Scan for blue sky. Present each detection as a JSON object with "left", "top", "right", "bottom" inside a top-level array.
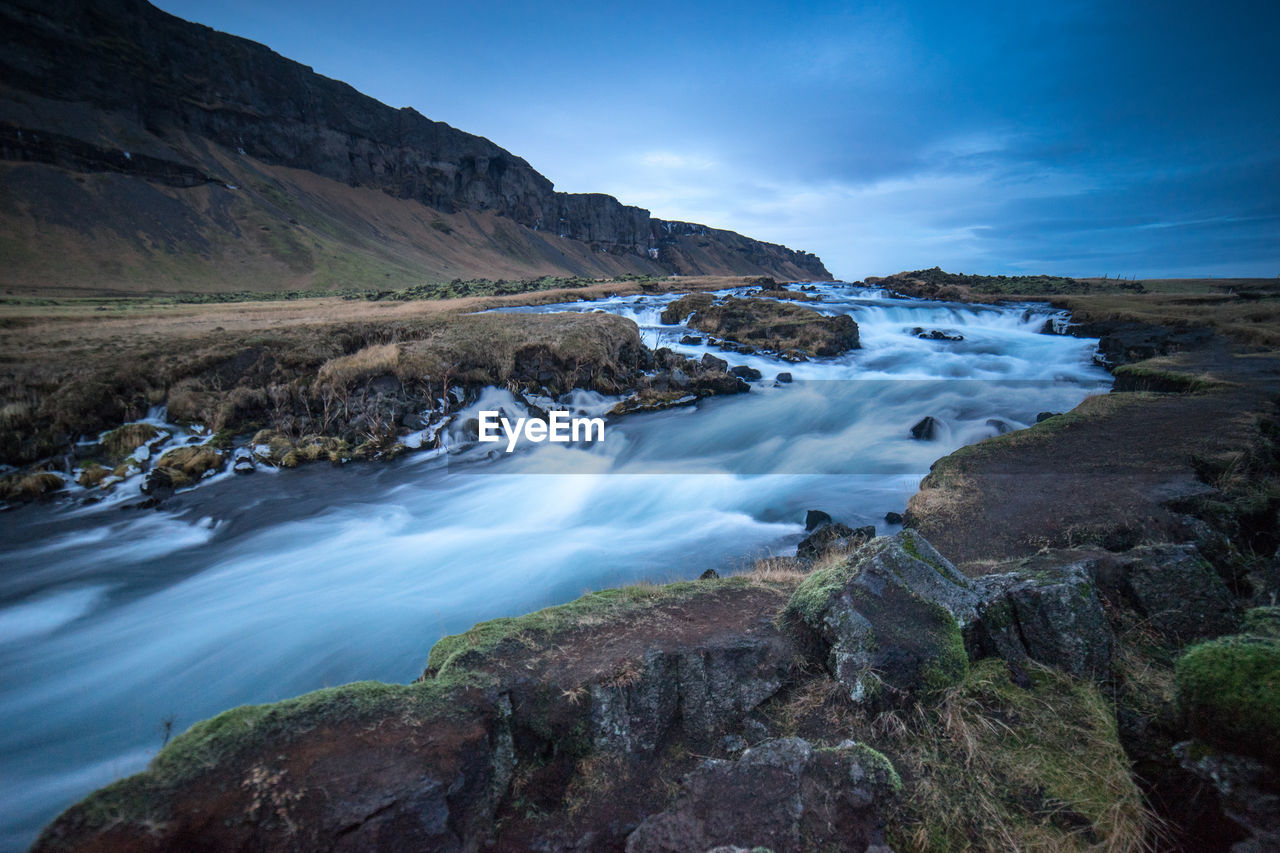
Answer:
[{"left": 157, "top": 0, "right": 1280, "bottom": 278}]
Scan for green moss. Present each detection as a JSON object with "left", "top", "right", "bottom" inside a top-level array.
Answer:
[
  {"left": 1240, "top": 607, "right": 1280, "bottom": 639},
  {"left": 783, "top": 557, "right": 860, "bottom": 628},
  {"left": 426, "top": 576, "right": 753, "bottom": 676},
  {"left": 49, "top": 674, "right": 489, "bottom": 829},
  {"left": 877, "top": 658, "right": 1147, "bottom": 853},
  {"left": 101, "top": 424, "right": 160, "bottom": 460},
  {"left": 1174, "top": 635, "right": 1280, "bottom": 761},
  {"left": 76, "top": 462, "right": 111, "bottom": 489},
  {"left": 920, "top": 606, "right": 969, "bottom": 693},
  {"left": 818, "top": 743, "right": 902, "bottom": 794}
]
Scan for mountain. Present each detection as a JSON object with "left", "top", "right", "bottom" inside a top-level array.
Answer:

++++

» WRITTEN TASK
Render all of the material above as a JSON list of strings, with one string for each line and no blank lines. Leave the pictures out.

» CORRECT RESULT
[
  "Scan for blue sky. Present each detection as a JSON object with \"left\", \"top\", \"right\", \"bottom\" inside a top-level array.",
  "Answer:",
  "[{\"left\": 157, \"top\": 0, \"right\": 1280, \"bottom\": 278}]",
  "Scan for green moss. Present each detection as a JSON object with \"left\", \"top\", \"right\", \"bottom\" inside a top-level array.",
  "Answer:",
  "[",
  "  {\"left\": 1240, \"top\": 607, \"right\": 1280, \"bottom\": 639},",
  "  {\"left\": 783, \"top\": 557, \"right\": 860, \"bottom\": 628},",
  "  {\"left\": 426, \"top\": 576, \"right\": 753, \"bottom\": 676},",
  "  {\"left\": 49, \"top\": 674, \"right\": 489, \"bottom\": 829},",
  "  {\"left\": 877, \"top\": 658, \"right\": 1147, \"bottom\": 853},",
  "  {\"left\": 101, \"top\": 424, \"right\": 160, \"bottom\": 460},",
  "  {\"left\": 1174, \"top\": 635, \"right\": 1280, \"bottom\": 761},",
  "  {\"left\": 76, \"top\": 462, \"right\": 111, \"bottom\": 489},",
  "  {\"left\": 920, \"top\": 606, \"right\": 969, \"bottom\": 693},",
  "  {\"left\": 818, \"top\": 743, \"right\": 902, \"bottom\": 794}",
  "]",
  "Scan for mountain. Present each detection as a JSON object with \"left\", \"top\", \"right\", \"bottom\" inside a top-level array.",
  "Answer:"
]